**Data section**
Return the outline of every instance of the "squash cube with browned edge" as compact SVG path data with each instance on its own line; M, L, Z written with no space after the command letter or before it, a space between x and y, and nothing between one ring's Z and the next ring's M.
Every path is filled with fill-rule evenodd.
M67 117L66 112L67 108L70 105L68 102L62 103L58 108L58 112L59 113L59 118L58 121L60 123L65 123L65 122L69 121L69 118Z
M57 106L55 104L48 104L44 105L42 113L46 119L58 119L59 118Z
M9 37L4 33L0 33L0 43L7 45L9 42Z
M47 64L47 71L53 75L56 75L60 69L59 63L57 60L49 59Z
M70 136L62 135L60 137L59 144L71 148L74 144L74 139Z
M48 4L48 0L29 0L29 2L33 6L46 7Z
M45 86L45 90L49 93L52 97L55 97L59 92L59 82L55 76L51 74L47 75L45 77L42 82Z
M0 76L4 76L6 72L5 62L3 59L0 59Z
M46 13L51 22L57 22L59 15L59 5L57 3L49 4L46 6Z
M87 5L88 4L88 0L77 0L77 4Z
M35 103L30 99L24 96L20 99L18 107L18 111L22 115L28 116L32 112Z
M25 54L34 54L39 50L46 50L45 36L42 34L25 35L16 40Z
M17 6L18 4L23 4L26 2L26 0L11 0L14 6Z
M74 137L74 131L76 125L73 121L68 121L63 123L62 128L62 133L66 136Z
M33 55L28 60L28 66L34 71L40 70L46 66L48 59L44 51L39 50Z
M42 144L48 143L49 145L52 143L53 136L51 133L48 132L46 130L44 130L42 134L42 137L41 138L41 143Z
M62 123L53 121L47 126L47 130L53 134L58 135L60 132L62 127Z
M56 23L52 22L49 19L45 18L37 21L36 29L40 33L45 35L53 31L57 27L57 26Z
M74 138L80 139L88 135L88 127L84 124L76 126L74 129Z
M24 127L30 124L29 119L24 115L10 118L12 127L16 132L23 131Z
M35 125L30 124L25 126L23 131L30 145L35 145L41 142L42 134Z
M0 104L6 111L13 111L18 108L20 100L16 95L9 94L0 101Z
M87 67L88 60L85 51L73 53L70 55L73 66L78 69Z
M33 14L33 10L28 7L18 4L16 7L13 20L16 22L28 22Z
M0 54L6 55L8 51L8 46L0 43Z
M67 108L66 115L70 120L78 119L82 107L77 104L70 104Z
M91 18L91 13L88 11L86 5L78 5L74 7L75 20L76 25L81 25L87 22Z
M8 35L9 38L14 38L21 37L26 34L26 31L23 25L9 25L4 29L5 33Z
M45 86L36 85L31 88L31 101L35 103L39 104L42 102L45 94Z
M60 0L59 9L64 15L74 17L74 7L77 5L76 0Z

**Instruction**
Copy every line of the records above word for word.

**Answer to this exercise**
Return the outline of every instance of the "squash cube with browned edge" as compact SVG path data with each instance on its own line; M, L, Z written with no space after the command letter or before it, a space between x and y, and nothing between one ring's Z and the next ring's M.
Every path is filled with fill-rule evenodd.
M67 117L66 112L67 108L70 105L68 102L62 103L58 108L58 112L59 113L59 118L58 121L60 123L65 123L65 122L69 121L69 118Z
M57 106L55 104L48 104L44 105L42 113L46 119L58 119L59 118Z
M9 37L4 33L0 33L0 43L7 45L9 42Z
M47 64L47 71L53 75L56 75L60 69L59 63L57 60L49 59Z
M70 136L62 135L60 137L59 144L71 148L74 144L74 139Z
M48 4L48 0L29 0L29 2L33 6L46 7Z
M45 86L45 90L49 93L52 97L55 97L59 92L59 82L55 76L51 74L47 75L45 77L42 82Z
M0 76L4 76L6 72L5 62L3 59L0 59Z
M46 13L51 22L57 22L59 15L59 5L57 3L49 4L46 6Z
M87 5L88 4L88 0L77 0L77 4Z
M35 103L30 99L24 96L20 99L18 107L18 111L22 115L28 116L32 112Z
M25 54L34 54L39 50L46 50L45 36L42 34L25 35L16 40Z
M17 6L18 4L23 4L26 2L26 0L11 0L14 6Z
M74 137L74 131L76 125L73 121L68 121L63 123L62 128L62 133L66 136Z
M33 55L28 60L28 66L34 71L40 70L46 66L48 59L44 51L39 50Z
M42 144L48 143L49 145L52 143L53 136L51 133L48 132L46 130L44 130L42 134L42 137L41 138L41 143Z
M62 123L53 121L47 126L47 130L53 134L58 135L60 132L62 127Z
M56 23L52 22L49 19L45 18L37 21L36 29L40 33L45 35L53 31L57 27L57 26Z
M74 138L80 139L88 135L88 127L84 124L76 126L74 129Z
M24 127L30 124L29 119L24 115L10 118L12 127L16 132L23 131Z
M35 125L30 124L25 126L23 131L30 145L35 145L41 142L42 134Z
M0 104L6 111L13 111L18 108L20 100L16 95L9 94L0 101Z
M87 67L88 60L85 51L73 53L70 55L73 66L78 69Z
M33 14L33 10L28 7L18 4L16 7L13 20L16 22L28 22Z
M0 54L6 55L8 51L8 46L0 43Z
M67 108L66 115L70 120L78 119L82 107L77 104L70 104Z
M91 18L91 13L88 11L86 5L78 5L74 7L75 20L76 25L81 25L87 22Z
M8 35L9 38L14 38L21 37L26 34L26 31L23 25L9 25L4 29L5 33Z
M45 86L36 85L31 88L31 101L35 103L39 104L42 102L45 94Z
M60 0L59 9L64 15L74 17L74 7L77 5L76 0Z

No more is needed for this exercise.